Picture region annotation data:
################

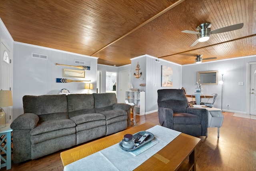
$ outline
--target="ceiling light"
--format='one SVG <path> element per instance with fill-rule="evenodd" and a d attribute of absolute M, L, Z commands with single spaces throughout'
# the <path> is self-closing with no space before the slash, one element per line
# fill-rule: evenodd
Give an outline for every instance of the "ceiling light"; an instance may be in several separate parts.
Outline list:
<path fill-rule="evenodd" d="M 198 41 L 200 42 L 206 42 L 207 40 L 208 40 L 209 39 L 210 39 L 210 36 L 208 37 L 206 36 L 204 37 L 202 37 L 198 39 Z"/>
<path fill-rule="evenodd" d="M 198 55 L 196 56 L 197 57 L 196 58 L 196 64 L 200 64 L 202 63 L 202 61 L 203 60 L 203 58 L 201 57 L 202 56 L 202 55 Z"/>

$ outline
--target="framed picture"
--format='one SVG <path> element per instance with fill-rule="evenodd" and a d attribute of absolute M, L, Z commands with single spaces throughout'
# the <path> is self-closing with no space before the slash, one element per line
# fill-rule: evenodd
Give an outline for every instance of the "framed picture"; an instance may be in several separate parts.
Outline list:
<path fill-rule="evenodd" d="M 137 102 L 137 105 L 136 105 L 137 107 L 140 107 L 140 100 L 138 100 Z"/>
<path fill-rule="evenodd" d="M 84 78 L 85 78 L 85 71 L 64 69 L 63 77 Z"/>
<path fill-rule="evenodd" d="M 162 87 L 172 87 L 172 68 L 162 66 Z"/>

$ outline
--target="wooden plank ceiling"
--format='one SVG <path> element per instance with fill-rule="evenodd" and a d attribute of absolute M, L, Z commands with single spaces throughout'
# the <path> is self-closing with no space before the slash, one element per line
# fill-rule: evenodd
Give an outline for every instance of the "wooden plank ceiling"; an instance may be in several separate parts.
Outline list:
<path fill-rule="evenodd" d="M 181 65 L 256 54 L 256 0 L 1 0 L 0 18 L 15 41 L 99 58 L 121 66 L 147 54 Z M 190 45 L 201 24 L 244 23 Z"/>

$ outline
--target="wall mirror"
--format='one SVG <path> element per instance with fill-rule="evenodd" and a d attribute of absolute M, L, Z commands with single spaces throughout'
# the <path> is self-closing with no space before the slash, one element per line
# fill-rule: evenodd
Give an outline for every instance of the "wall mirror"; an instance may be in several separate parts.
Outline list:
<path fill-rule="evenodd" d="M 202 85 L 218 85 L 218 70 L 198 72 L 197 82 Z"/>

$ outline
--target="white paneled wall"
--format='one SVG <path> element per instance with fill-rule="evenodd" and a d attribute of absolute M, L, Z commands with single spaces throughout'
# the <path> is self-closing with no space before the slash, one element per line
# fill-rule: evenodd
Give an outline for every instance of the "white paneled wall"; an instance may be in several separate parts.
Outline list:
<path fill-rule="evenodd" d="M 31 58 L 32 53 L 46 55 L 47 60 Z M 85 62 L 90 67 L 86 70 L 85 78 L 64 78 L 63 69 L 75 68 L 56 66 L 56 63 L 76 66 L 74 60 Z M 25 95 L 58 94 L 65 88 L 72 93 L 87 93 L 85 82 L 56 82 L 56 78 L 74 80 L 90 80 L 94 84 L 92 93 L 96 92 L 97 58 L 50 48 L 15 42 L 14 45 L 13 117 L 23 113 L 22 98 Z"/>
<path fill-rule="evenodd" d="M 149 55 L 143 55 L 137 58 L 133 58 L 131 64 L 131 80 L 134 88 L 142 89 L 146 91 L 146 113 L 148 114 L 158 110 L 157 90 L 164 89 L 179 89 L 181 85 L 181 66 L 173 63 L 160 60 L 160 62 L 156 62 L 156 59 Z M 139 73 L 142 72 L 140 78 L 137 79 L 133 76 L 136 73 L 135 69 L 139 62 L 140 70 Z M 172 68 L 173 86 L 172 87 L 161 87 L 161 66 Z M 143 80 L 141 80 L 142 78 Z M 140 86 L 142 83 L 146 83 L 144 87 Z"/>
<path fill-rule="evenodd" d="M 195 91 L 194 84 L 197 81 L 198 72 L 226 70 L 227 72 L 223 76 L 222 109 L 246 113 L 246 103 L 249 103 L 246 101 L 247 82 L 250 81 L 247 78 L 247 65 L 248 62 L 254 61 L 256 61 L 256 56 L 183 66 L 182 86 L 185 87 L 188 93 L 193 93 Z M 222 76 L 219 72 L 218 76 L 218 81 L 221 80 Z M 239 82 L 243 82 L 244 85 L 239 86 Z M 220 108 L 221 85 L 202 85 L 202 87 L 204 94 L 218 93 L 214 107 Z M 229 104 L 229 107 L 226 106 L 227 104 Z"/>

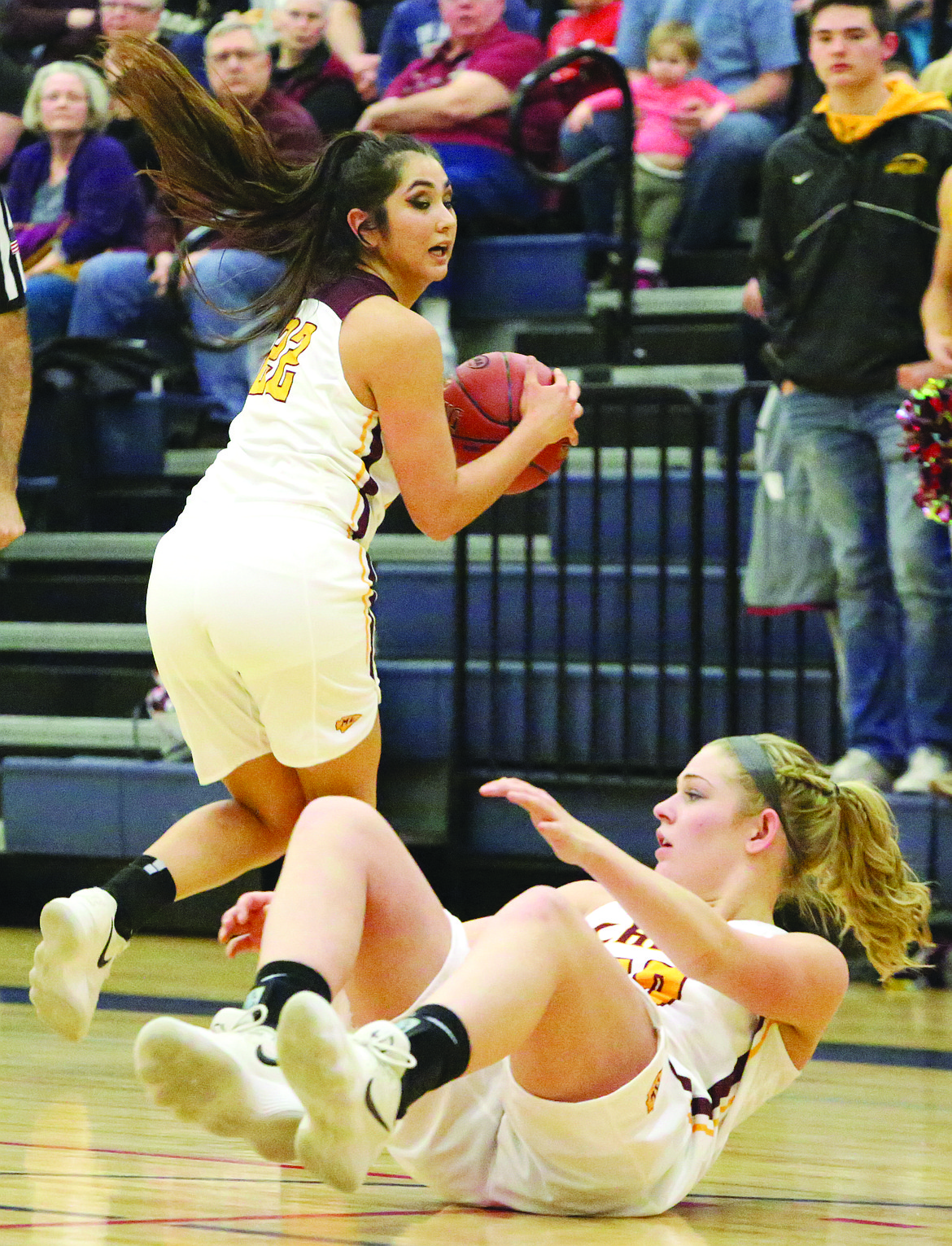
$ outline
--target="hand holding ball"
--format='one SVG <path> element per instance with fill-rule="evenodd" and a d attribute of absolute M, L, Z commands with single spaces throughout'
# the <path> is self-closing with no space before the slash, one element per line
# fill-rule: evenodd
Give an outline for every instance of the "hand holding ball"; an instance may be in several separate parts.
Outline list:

################

Short exercise. Report every line of the records above that contains the string "wall", treating uppercase and lowercase as different.

Output below.
--target="wall mirror"
Give an outline for every instance of the "wall mirror"; an instance may be in several separate parts.
--target="white paneled wall"
Give an outline for every instance of the "white paneled wall"; an instance may be in several separate parts.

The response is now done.